• **Task directions**:
The response must match the data below exactly, line for line.

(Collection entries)
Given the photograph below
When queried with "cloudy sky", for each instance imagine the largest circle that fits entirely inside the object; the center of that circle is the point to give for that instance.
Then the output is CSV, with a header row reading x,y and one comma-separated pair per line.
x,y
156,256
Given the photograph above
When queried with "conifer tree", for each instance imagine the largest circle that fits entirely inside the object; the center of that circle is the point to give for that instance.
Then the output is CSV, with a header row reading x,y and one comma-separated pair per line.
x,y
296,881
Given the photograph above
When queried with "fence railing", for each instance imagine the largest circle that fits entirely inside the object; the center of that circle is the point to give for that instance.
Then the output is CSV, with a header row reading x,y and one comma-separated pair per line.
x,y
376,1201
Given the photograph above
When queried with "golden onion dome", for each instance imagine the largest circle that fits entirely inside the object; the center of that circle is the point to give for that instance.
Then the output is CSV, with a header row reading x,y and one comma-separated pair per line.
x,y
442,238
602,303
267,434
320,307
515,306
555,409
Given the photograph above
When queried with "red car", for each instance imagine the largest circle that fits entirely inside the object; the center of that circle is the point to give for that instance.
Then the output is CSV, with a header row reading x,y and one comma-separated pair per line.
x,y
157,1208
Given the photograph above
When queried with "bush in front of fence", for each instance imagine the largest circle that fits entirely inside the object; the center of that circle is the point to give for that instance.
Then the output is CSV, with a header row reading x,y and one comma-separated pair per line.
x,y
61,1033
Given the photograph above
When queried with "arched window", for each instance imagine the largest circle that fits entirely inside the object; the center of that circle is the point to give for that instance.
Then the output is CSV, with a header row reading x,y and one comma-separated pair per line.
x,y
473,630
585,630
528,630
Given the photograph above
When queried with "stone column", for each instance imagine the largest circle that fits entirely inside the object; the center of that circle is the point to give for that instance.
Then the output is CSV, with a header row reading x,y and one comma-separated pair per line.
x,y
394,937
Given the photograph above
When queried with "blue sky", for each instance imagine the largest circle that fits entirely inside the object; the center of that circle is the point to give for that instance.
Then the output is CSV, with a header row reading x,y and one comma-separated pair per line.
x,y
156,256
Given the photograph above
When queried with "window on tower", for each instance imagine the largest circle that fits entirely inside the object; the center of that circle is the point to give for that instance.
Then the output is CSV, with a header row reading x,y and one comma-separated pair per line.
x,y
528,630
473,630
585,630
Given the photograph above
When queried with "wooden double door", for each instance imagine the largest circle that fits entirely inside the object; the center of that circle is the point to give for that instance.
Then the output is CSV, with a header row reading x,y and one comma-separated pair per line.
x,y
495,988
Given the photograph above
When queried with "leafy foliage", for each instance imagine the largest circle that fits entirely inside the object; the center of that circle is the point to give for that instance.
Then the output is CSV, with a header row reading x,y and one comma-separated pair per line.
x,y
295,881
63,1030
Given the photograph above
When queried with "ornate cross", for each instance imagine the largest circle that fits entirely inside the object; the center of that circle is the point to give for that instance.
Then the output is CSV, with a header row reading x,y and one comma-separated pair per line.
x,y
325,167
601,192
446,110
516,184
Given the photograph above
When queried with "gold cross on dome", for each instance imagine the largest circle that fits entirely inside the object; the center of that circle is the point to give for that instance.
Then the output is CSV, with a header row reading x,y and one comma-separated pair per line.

• **Result of the task**:
Given the photograph below
When queried with "cloudy sky", for each instance imagine the largest circle that fits entirely inside the object; the center of that circle is the point to give for that instance.
Then the output is CSV, with a header row reading x,y and one comma-separated pair per line.
x,y
156,256
Given the photograph above
When queried with "conifer tree", for each instance imagine the largest circle that fits entirely inside the object; the center of that circle is the point to give for that instance.
Then the output is CSV, with a header row reading x,y and one comma-separated pair per line.
x,y
296,881
Given the photograph above
When queried with "fence railing", for each instance imagine the largest circle that fits entirely inside the object; the center of that circle is the point to give for that instance.
Then the output is CSV, with a header row reading x,y and one comma-separated pair per line.
x,y
376,1201
Given the photograph above
When queried with "golden onion dome", for each instance imagine the largest circle that fits entirely inside the object; the center of that circle is the point to give for that instance.
Then the output is CSV, with a header row reading x,y and one comma-separated pair per line.
x,y
442,238
602,303
267,434
320,307
515,306
555,409
Given the photograph above
When queried with "red car", for each instance imagine the largest circle that fits entirely inside the object; the center of that circle is the point to give for that instance.
Then the output is CSV, with a header row reading x,y and one comma-separated pair per line.
x,y
157,1208
Given the photograph above
When queried with "bush in front of fence", for each instance imagine the largest circle that fits entirely inside the object; the center of that circle is the point to give for that instance.
Then the output is CSV, with a header row reading x,y and one comma-separated pair per line.
x,y
61,1033
Given the photograph above
When queried with "arched window", for each instance imagine the largest circle that fits entirely inside the object; the center of that circle is the point to give for that instance.
Then the output is CSV, with a header row reading x,y and one comma-separated pair per line.
x,y
473,630
585,630
528,630
Given the photograph above
When queried with "stone column", for each instance imagine the largest circle that fits entirely inside the object; the center of that circle is the point to give for that instance.
Then the output is CSV, with a header row reading x,y and one comma-separated pair per line.
x,y
394,937
Given the photograph above
When queried with "blue sky", for each instance imagine the largest circle that fits entirely inside the object; the center of that circle is the point to give for that instance.
Then the output is CSV, with a header row reading x,y and one comma-separated pair per line.
x,y
156,256
Given the photograph above
When queried with "window on tower", for each instance imagine the largest circle that fits entirely inside the object; the center of that circle is the point to give for that instance.
Then the output is CSV, with a header row reading x,y and one comma-separated pair per line.
x,y
528,630
473,630
585,630
Given the photograph above
When queried with "wooden double door", for each instance imagine the largest circle that fits entirely inside the object; the center of that circle is the point to give for that instance.
Then the output is CSV, with a header row reading x,y and one comma-separated pair per line.
x,y
495,988
Given the photograph above
When queried with "leafy foliage", for each instance imagine the largest circle that fits entirely inside the object; the center of that circle is the point to give for that instance.
Then the output is CSV, with a header row reading x,y and one comma-separated pair per line.
x,y
295,881
63,1030
Given the photograph above
When queried with "ornate cross", for each instance imagine the largest circle that fits entirely inside the object; the center of that circle is the point to give for that instance.
Then the output is CSV, with a header row reading x,y and one comma-separated pair per line.
x,y
325,167
601,192
446,110
516,184
Given the photograph above
When queried with "gold cross on dome", for each instance imagine the largest circle that fits entirely inside the object; the center of that circle is the point to give for that instance.
Then the output is CSV, with a header row reading x,y and one comma-separated pair per line.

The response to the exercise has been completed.